___ DATA SECTION
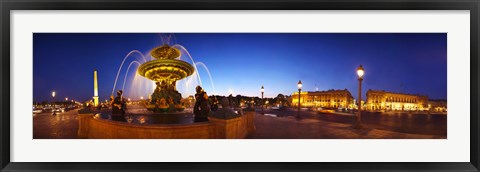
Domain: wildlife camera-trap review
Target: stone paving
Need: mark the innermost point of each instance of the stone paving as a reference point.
(65, 126)
(268, 127)
(61, 126)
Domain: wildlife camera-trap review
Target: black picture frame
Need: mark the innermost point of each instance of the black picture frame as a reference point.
(9, 5)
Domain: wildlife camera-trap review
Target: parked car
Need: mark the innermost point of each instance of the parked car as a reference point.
(37, 110)
(325, 110)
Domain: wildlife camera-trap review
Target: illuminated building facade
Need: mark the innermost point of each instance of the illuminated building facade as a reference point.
(438, 105)
(325, 99)
(383, 100)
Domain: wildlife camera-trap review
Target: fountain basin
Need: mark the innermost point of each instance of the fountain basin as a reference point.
(99, 128)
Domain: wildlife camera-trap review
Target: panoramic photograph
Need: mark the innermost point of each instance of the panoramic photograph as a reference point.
(239, 86)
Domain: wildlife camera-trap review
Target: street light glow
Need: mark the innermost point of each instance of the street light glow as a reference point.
(360, 71)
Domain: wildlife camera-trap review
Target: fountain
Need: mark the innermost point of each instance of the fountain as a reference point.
(165, 70)
(164, 115)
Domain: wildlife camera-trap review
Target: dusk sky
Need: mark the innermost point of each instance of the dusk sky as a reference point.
(240, 63)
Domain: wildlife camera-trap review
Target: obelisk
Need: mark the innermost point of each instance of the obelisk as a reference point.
(95, 88)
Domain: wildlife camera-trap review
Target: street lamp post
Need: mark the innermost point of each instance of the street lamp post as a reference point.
(360, 72)
(299, 85)
(262, 89)
(53, 102)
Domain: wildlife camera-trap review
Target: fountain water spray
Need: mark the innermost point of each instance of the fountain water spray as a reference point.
(121, 65)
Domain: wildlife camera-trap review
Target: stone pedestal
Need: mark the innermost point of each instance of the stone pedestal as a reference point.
(83, 125)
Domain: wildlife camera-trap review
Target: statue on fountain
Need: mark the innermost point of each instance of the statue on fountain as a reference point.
(118, 107)
(165, 70)
(201, 108)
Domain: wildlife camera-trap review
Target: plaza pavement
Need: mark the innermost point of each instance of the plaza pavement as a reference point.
(65, 126)
(270, 127)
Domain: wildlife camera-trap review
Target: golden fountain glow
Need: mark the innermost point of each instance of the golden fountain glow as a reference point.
(166, 67)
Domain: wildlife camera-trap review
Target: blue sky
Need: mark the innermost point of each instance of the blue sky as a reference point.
(240, 63)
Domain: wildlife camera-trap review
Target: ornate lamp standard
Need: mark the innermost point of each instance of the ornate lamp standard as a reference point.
(360, 73)
(53, 102)
(299, 85)
(262, 89)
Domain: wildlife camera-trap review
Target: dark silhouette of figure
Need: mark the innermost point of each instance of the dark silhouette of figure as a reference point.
(201, 108)
(118, 107)
(214, 104)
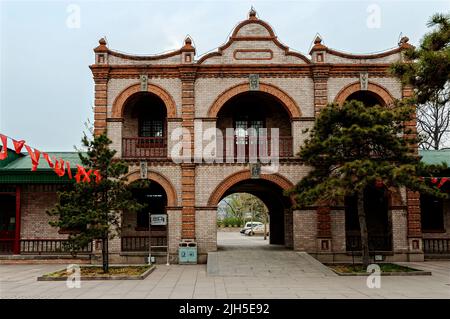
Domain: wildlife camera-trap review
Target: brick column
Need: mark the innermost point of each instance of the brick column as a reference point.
(188, 169)
(100, 71)
(320, 75)
(413, 198)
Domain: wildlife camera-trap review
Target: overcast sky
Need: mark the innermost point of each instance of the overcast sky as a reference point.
(46, 88)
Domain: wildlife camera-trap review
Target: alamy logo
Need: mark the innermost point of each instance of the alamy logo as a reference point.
(73, 276)
(374, 279)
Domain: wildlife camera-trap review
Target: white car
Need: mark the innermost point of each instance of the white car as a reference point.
(249, 225)
(257, 230)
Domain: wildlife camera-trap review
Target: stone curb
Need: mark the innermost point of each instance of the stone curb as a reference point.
(85, 278)
(399, 273)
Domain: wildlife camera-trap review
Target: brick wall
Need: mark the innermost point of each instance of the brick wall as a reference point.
(305, 230)
(35, 201)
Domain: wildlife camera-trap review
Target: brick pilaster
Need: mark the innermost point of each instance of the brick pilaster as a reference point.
(320, 75)
(100, 105)
(412, 198)
(188, 169)
(320, 78)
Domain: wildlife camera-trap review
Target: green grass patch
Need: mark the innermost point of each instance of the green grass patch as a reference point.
(360, 269)
(97, 271)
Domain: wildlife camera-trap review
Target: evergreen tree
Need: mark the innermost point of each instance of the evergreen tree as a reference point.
(427, 69)
(91, 210)
(352, 147)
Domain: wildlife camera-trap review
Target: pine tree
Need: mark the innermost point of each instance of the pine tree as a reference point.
(427, 69)
(352, 147)
(91, 210)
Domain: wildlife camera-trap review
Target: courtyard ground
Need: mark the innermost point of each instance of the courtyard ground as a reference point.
(246, 267)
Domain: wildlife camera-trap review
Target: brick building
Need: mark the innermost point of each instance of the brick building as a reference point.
(156, 110)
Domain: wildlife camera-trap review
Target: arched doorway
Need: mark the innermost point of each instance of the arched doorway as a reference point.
(270, 190)
(252, 116)
(136, 232)
(378, 218)
(144, 127)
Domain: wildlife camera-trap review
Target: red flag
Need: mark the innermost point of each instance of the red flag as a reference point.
(78, 174)
(18, 145)
(49, 161)
(4, 152)
(34, 157)
(82, 173)
(87, 176)
(443, 180)
(98, 177)
(69, 172)
(61, 171)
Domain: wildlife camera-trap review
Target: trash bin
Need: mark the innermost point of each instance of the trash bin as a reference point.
(187, 253)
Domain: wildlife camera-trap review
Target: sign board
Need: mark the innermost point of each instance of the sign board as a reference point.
(255, 170)
(159, 219)
(364, 81)
(143, 169)
(253, 81)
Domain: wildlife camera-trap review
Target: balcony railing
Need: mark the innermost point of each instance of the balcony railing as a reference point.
(376, 243)
(436, 245)
(144, 147)
(6, 245)
(259, 147)
(140, 243)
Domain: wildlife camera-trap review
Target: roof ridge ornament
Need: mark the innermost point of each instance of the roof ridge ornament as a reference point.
(252, 14)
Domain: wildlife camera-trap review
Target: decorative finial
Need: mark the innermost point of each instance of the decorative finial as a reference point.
(318, 40)
(252, 14)
(403, 40)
______
## WRITTEN REQUEST
Copy the material above exactly and drop the pictures.

## RESULT FOR THIS TASK
Domain: wildlife camera-trap review
Target: stone paving
Need: mark the innermost point of each instance of the stone paving as a reference point.
(65, 126)
(268, 127)
(61, 126)
Domain: wildlife camera-trap review
Target: black picture frame
Need: mark the innermost point of each instance of the black picture frame as a reference point.
(9, 5)
Domain: wildlife camera-trap review
Target: parked car
Need: mark the innermost point of each instance of the parked car as a reference point.
(37, 110)
(325, 110)
Domain: wildlife camera-trap review
Target: illuminated building facade
Need: mark the innermost point of each instance of the illuminated building facade as a reference point.
(438, 105)
(325, 99)
(383, 100)
Domain: wildlife camera-trap review
Target: fountain basin
Need: mark the innermost point of each instance of the fountain basin as a reference point.
(99, 128)
Domain: wildlife camera-trap review
Target: panoramic photograph
Need: mark the innermost point of each instance of the panoramic photograph as a reference point.
(239, 86)
Domain: wildlife camera-trap review
Target: street light glow
Need: mark the innermost point of each instance of the street light glow as a reference point.
(360, 71)
Domain: wildlife camera-trap review
Target: fountain
Need: mark the innermost point of each instance of the fountain as a reference point.
(165, 70)
(164, 115)
Domain: wildlife camera-trap review
Target: dusk sky
Need: mark the innermost point of each instance of the dusk sky as a reference point.
(240, 63)
Domain: wildlife camera-trap review
Target: obelisk
Need: mark the innermost point of each instance of the obelisk as a reference point.
(95, 88)
Domain: wildlife camera-trap review
Target: street lamp post
Need: mark the innermost point of each instance of the street lamp post as a reference point.
(360, 72)
(299, 85)
(262, 89)
(53, 102)
Domain: wildlife camera-trap review
Target: fountain water spray
Need: mark the innermost point of each instance of the fountain water spray as a reference point.
(121, 65)
Domain: wildlife camera-trap review
Target: stone pedestal
Need: mark the innermost point of each instance of the stone pedestal as a reference point.
(83, 125)
Domain: wildlife camera-trap review
Target: statue on fountain
Need: mark the innermost point of each instance of the statue on fountain as a reference point.
(118, 107)
(165, 70)
(201, 108)
Domain: wildlife camera-trap review
Target: plaza pavement
Need: mark the innermost point of each instance of the plaza pavement as a reference point.
(65, 126)
(270, 127)
Domain: wildlife camera-trap review
Target: golden fountain glow
Need: mark the innermost point of each instance of the golden fountain glow as a reference point.
(166, 67)
Domain: wildlife camera-trap review
Target: blue sky
Need: mark the innermost point of each instance of the blue sky as a reference point.
(240, 63)
Domain: wildlife camera-trap review
Target: ornate lamp standard
Need: mark the innermost point of each instance of the ornate lamp standard as a reference point.
(360, 73)
(53, 102)
(299, 85)
(262, 89)
Domain: wildlife camera-trap review
Target: dark silhouette of figure
Need: mark the innermost point of each instance of the dark silhouette of figure as a reference point.
(201, 108)
(118, 107)
(214, 104)
Domain: wildlife camera-trap review
Target: brick column
Need: mark the innermost point of each instance of the brick column as a reference point.
(188, 169)
(100, 71)
(320, 75)
(413, 198)
Domain: wildlife camera-trap review
Target: overcast sky
Need: mark the innermost point of each instance of the overcast sky as a reference point.
(46, 88)
Domain: wildlife camera-trap review
Target: alamy logo
Need: mark the innermost point of each instance of the alamy logo as a reference point.
(73, 276)
(374, 279)
Domain: wildlife camera-trap review
Target: white car
Need: mark the innermost point of each instance of the white car as a reference point.
(249, 225)
(257, 230)
Domain: wildlife camera-trap review
Target: stone curb
Need: mark the innermost point of each instance of the stone curb as a reference point.
(85, 278)
(399, 273)
Domain: wildlife camera-trap review
Target: brick wall
Need: mark the innermost point of each instance of the brick wall as a reference point.
(305, 230)
(35, 201)
Domain: wildlife camera-trap review
Target: brick pilaster
Need: mark the innermost point of each instance of the brick pilaster as a reference point.
(320, 75)
(100, 105)
(412, 198)
(188, 169)
(320, 78)
Domain: wildlife camera-trap review
Target: green grass patch
Need: mark the innermost point of each instance of the green grass patch as a reference point.
(360, 269)
(97, 271)
Domain: wildlife camera-trap review
Target: evergreen tree
Need: mark the innermost point of each instance of the evergreen tree as a reference point.
(427, 69)
(91, 210)
(352, 147)
Domain: wildlife camera-trap review
Target: pine tree
Need: mark the innermost point of each instance of the pine tree as a reference point.
(427, 69)
(352, 147)
(91, 210)
Domain: wildlife camera-trap review
Target: courtyard ground
Need: mark the innermost point of each instance of the courtyard ground as a reference point.
(246, 267)
Domain: wildlife camera-trap review
Target: brick building
Need: mark the innermost point of each instance of the brick building as a reference point.
(156, 110)
Domain: wildlife camera-trap review
Target: arched doorway
Need: mark the innermost point of each instance of the arched doorway as a reference point.
(270, 190)
(252, 116)
(136, 232)
(378, 218)
(144, 127)
Domain: wildlife camera-trap review
Target: red flag
Need: mark the innermost point of each instance of the red flag as a reference point.
(78, 174)
(18, 145)
(49, 161)
(4, 152)
(34, 157)
(82, 173)
(87, 176)
(443, 180)
(98, 177)
(69, 172)
(61, 171)
Domain: wildlife camera-trap review
Target: trash bin
Need: mark the innermost point of each instance of the trash bin as a reference point.
(187, 253)
Domain: wildlife camera-trap review
Target: sign board
Need: mark the innermost point of each instance of the sign board as a reference point.
(255, 170)
(159, 219)
(364, 81)
(143, 169)
(253, 81)
Domain: wildlife camera-trap review
Target: balcony railing
Need: mark the innermost point of each instance of the balcony railing as a reference point.
(376, 243)
(436, 245)
(144, 147)
(6, 245)
(259, 147)
(140, 243)
Domain: wildlife camera-trap review
Target: roof ridge ornament
Need: mark the innermost point of each instance of the roof ridge ornament as a reference point.
(252, 14)
Domain: wildlife camera-trap review
Target: decorative finial
Need: mark the innermost point of each instance of the decorative finial as a reference point.
(318, 40)
(252, 14)
(403, 40)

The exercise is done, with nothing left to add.